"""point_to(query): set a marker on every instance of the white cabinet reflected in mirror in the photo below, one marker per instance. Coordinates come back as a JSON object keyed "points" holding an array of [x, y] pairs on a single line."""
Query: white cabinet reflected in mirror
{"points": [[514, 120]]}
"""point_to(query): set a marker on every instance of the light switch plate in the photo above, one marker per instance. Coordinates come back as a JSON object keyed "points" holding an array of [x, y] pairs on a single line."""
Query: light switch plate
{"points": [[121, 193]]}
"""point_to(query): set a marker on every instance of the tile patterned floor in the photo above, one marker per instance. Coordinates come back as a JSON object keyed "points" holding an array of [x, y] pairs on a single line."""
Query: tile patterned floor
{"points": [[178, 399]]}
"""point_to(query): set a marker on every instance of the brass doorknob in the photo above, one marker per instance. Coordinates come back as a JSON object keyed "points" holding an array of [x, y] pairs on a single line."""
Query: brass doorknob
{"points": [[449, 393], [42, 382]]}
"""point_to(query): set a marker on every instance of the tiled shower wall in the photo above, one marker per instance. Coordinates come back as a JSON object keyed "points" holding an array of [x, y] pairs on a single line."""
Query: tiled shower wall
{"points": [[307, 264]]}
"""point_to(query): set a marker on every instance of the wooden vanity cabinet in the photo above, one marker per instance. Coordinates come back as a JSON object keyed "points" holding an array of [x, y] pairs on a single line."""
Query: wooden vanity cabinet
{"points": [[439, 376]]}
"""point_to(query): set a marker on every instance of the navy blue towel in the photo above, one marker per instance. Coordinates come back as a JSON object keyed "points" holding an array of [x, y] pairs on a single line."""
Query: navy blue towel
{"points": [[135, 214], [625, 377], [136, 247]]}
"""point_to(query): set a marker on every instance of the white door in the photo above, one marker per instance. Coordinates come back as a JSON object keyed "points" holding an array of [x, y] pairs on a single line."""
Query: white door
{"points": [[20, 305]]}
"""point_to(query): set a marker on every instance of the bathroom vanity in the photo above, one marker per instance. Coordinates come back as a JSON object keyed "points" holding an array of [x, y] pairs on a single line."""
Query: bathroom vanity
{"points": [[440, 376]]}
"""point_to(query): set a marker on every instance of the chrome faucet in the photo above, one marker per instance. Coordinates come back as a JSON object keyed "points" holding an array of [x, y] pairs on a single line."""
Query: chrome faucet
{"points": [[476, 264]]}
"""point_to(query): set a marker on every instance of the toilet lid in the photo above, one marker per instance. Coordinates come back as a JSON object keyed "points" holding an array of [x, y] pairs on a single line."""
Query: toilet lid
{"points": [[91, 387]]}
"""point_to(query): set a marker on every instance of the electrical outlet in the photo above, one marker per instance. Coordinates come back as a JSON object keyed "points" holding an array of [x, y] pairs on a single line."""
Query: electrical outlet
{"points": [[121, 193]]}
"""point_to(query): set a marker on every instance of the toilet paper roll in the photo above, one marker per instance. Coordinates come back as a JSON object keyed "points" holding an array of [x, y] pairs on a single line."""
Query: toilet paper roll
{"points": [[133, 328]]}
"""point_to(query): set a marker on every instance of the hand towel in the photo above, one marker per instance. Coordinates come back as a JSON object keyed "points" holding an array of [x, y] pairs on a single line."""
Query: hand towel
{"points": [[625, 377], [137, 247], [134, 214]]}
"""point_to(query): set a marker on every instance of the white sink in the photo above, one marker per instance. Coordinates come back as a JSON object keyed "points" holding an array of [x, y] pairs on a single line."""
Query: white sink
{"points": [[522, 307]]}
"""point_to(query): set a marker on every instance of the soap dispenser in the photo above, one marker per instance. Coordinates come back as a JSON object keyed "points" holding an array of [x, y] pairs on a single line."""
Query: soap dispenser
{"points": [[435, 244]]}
********
What is being asked
Copy the material above line for line, with no changes.

Finished task
"""point_to(query): set a marker on every instance of the white cabinet reflected in mirror in the photo below, one marker per instance. Coordinates come back as a JSON object keyed "points" holding an array of [x, y] pairs on a single line."""
Query: white cabinet reflected in mirror
{"points": [[514, 120]]}
"""point_to(query): set a marker on every instance of the light switch plate in the photo above, one marker per instance. Coordinates come back as a JSON object keyed "points" holding an array of [x, y] pairs on a single line."""
Query: light switch plate
{"points": [[121, 193]]}
"""point_to(query): set a marker on every instance of the tile patterned floor in the photo above, one marker per instance. Coordinates come back as a JSON object keyed "points" holding an array of [x, y] pairs on a single line."""
Query: tile patterned floor
{"points": [[178, 399]]}
"""point_to(query): set a marker on every instance of the brass doorknob in the photo above, one marker per instance. Coordinates come back as a JSON object keyed "points" holding an array of [x, y] pairs on a single line."""
Query: brass doorknob
{"points": [[449, 393], [42, 382]]}
"""point_to(query): set a marker on every instance of the tiled shower wall in the photo above, one marker per instance. Coordinates come back as a JSON object keyed "points" holding an array of [x, y] pairs on a single line."""
Query: tiled shower wall
{"points": [[307, 264]]}
"""point_to(query): set a marker on every instance of the wooden vanity cabinet in the photo above, one marker per instance. Coordinates come back as a JSON object keyed "points" holding an array of [x, y] pairs on a single line."""
Query: wooden vanity cabinet
{"points": [[439, 376]]}
"""point_to(query): set a marker on every instance of the navy blue towel in the photo above, one marker per instance. Coordinates come back as a JSON object keyed "points" holding an array of [x, y] pairs on a single line."""
Query: navy blue towel
{"points": [[135, 214], [625, 377], [136, 247]]}
"""point_to(query): set a marker on every instance of the white door in the photo above, one marker per instance. Coordinates come back as a JSON object keyed "points" holding an array of [x, y] pairs on a single line."""
Query: white door
{"points": [[20, 305]]}
"""point_to(query): set a marker on every instance of the bathroom vanity in the photo above, one marker per instance. Coordinates come back as a JSON object keyed "points" holding an array of [x, y] pairs on a single line."""
Query: bathroom vanity
{"points": [[440, 376]]}
"""point_to(query): set a marker on every instance of the chrome faucet in the photo above, one marker per instance. Coordinates come back as a JSON object keyed "points" holding an array of [x, y] pairs on a single line."""
Query: chrome faucet
{"points": [[476, 264]]}
"""point_to(query): set a marker on every instance of the toilet lid in the photo above, one marker per instance. Coordinates come back as a JSON object keyed "points" holding an array of [x, y] pairs on a single line."""
Query: toilet lid
{"points": [[91, 387]]}
"""point_to(query): set a marker on every instance of the electrical outlet in the photo above, one marker per instance. Coordinates come back as a JSON object keyed "points" holding an array of [x, y] pairs on a single line."""
Query: electrical outlet
{"points": [[121, 193]]}
"""point_to(query): set a marker on every instance of the toilet paper roll in the photo above, one marker per instance. Coordinates come back as a JSON object keyed "points" holding an array of [x, y] pairs on a single line."""
Query: toilet paper roll
{"points": [[133, 328]]}
"""point_to(query): set a marker on every instance of the hand towel in the photo above, one marker per instance. Coordinates come back as a JSON object keyed "points" holding an array of [x, y] pairs on a single line."""
Query: hand towel
{"points": [[625, 377], [137, 247], [134, 214]]}
"""point_to(query): set a marker on every instance of the white sink in the photo above, one marker per instance. Coordinates come back as a JSON object keyed "points" holding an array of [x, y] pairs on a single line."""
Query: white sink
{"points": [[522, 307]]}
"""point_to(query): set a marker on every instance of the soap dispenser in the photo above, one marker per instance. Coordinates come back as a JSON object keyed "points" holding an array of [x, y] pairs on a single line."""
Query: soap dispenser
{"points": [[435, 244]]}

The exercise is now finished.